Distrust of news keeps pandemic spreading

Jennifer Aniston shared a personal decision to stop talking with family and loved ones who refuse to get the Covid-19 vaccine, virtually writing them off.  For months she has tried to convince people about whom she cares to get the shot but to no avail.  She’s stood strong on her conviction that the vaccine prevents the new virus from spreading and in turn fewer people will catch it, end up in the hospital or even die from the disease.  But no more begging for the celebrity and well-known actress of Friends.  She’s tired of the illogical circular arguments and heated fights, each side trying to convince the other whose truth is the real truth—dealing with people who distrust substantiated news based on nothing but the facts and instead stubbornly prefer media whose purpose is not to objectively report the news but to promote and foster conservative politics.

I know exactly how she feels.

Since the Covid-19 vaccine, every week I have asked my parents if they’ve gotten it yet.  I am saddened to find their mindset remains with tens of millions of Americans who refuse and reject the vaccine, proclaiming their independence from a government mandate. My elderly parents have no intention of getting the Covid-19 vaccine.  Out of the blue, they simply do not believe in this vaccine, remaining highly suspicious of one that was developed at lightning speed and miraculously has effectively kept the vast majority of vaccinated from getting the virus and dying from it.

Counting flowers on the wall

These are the same parents who during my childhood in the 1960s and ’70s made sure their children were up to date on all recommended immunizations.  There was no debate or question about it.  Vaccines were universally accepted.  Parents didn’t have time to research every single childhood immunization.  Schools insisted parents keep their children’s immunization records up to date.  It was very serious business dealt every year before school started.  In those days, too, there was no internet—although concerned parents could go to the library and research the science behind immunizations against a host of once deadly and miserable childhood diseases they faced and more likely their parents contracted.  My grandmother talked about surviving yellow fever circa 1910.  She was deathly ill for close to a year and lost all her hair.  Somehow she survived, and in time her hair grew back.

My parents had practically every childhood disease of the first half of the 20th century.  Vaccines were unheard of.  They also could have contracted polio but fortunately for them, they didn’t.

The people who raised me understood vaccines, the science, the urgency, the importance, and therefore ensured the best modern medicine for my healthy childhood.  I didn’t realize it as I do now: My parents provided those vaccines out of love for their children.  Throughout the years, my parents were the type to get the annual flu vaccine and got the pneumonia vaccine when it was developed.

But that’s not who they are anymore.

It’s like invasion of the body snatchers.  Something’s infiltrated their brains, their once reasonable thinking.  And since they refuse to have a computer and the internet and do not subscribe to news journals or newspapers, all the information they know about Covid-19 and the vaccine come from one source: Fox.  I won’t call it news because it’s not a news business.  Look it up.  It’s a conservative broadcast media network, specifically created to present news with a sharp political viewpoint, right of center.  It literally was founded to counter the mainstream news for perceived hippie leftist pro-Democrat bias. The number of Americans who refuse the Covid-19 vaccine equal the same number of Fox fans and more than likely the same number who did not vote for President Biden.

________________

EXERCISE INSTRUCTIONS =
**a.** Answer the following questions from the essay on vaccine distrust above.
(i) Which disease did the writer's grandmother survive circa 1910?
(ii) Apart from childhood immunizations, which two vaccines did the writer's parents receive over the years?
(iii) From what single source do the writer's parents get all their information about Covid-19 and the vaccine?
**b.** Reproduce the passage of the essay on vaccine distrust that opens with the words containing "The people who" and closes with "it was developed.".

________________

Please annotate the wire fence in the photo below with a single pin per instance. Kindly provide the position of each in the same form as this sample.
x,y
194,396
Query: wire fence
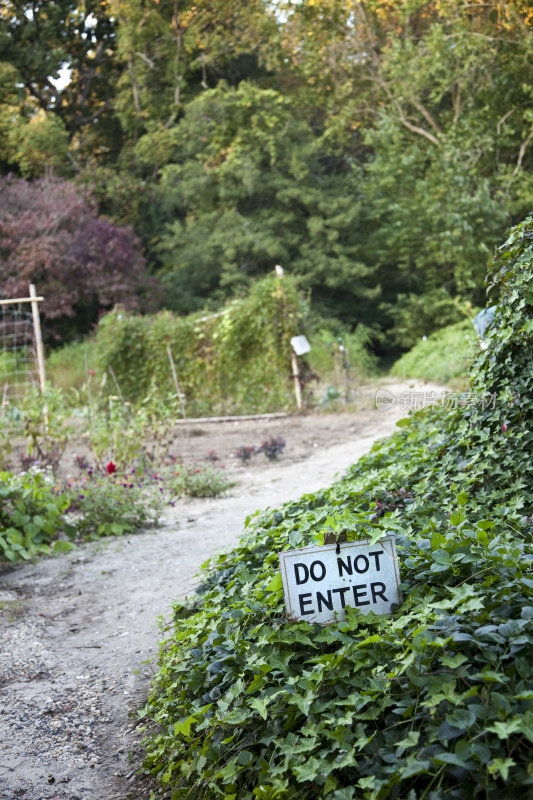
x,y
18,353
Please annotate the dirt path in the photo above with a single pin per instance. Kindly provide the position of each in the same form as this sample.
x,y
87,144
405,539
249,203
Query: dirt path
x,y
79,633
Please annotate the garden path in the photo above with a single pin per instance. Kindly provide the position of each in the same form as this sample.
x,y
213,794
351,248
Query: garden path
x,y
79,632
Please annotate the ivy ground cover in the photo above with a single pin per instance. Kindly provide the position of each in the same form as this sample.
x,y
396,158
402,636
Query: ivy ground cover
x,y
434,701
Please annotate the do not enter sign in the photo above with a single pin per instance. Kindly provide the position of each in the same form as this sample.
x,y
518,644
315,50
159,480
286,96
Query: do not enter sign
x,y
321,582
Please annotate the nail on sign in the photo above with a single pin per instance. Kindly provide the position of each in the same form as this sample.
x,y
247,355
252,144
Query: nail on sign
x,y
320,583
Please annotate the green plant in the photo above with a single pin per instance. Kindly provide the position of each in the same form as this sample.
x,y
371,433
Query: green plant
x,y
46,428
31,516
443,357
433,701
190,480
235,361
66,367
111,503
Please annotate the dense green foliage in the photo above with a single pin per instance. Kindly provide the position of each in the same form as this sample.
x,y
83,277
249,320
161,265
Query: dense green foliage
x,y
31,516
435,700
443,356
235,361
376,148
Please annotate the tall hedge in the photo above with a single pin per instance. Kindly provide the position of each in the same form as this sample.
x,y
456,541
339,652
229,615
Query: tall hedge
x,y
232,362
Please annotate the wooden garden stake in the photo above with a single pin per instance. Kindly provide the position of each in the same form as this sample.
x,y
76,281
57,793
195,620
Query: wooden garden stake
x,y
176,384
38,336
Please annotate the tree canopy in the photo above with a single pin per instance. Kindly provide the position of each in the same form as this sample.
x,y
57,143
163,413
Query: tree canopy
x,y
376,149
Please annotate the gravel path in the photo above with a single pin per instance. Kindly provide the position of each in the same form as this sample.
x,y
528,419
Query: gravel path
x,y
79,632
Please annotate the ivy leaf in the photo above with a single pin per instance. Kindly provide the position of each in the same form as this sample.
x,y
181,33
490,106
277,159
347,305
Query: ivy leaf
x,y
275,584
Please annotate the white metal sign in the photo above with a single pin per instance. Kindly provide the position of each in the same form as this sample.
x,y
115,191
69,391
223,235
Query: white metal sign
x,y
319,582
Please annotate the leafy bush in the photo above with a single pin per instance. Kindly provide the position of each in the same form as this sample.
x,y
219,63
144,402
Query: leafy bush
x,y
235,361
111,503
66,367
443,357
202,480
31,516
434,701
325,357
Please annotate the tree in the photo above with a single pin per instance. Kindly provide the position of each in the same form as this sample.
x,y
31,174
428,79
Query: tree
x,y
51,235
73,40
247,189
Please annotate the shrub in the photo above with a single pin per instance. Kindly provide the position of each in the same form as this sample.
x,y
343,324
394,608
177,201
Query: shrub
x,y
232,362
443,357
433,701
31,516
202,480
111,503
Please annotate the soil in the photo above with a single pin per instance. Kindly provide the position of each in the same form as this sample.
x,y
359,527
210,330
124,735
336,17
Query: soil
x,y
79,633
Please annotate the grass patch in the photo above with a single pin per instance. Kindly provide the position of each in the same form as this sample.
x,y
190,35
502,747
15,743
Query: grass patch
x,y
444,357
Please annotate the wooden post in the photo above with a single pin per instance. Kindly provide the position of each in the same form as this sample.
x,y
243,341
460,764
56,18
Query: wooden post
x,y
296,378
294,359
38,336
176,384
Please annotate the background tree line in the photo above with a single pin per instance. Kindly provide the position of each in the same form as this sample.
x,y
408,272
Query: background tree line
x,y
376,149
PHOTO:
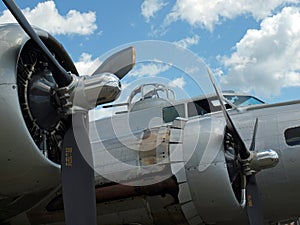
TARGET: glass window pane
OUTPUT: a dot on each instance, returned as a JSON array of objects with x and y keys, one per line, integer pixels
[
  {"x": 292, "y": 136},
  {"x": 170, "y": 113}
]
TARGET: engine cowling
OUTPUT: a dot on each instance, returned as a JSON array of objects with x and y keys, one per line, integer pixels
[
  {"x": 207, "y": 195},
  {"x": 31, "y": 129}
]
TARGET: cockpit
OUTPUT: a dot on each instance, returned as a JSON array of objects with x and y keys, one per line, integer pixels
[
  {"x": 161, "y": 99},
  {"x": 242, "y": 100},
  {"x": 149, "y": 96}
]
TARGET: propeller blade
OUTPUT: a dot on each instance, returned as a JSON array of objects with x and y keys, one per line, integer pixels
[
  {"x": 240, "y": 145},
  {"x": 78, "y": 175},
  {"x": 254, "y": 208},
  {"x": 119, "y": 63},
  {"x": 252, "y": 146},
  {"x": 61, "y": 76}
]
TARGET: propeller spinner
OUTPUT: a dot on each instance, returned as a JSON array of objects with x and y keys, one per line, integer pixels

________________

OUTPUTS FOR THE TASKS =
**a.**
(i) Yellow fever.
(ii) The annual flu vaccine and the pneumonia vaccine.
(iii) Fox.

**b.**
The people who raised me understood vaccines, the science, the urgency, the importance, and therefore ensured the best modern medicine for my healthy childhood.  I didn’t realize it as I do now: My parents provided those vaccines out of love for their children.  Throughout the years, my parents were the type to get the annual flu vaccine and got the pneumonia vaccine when it was developed.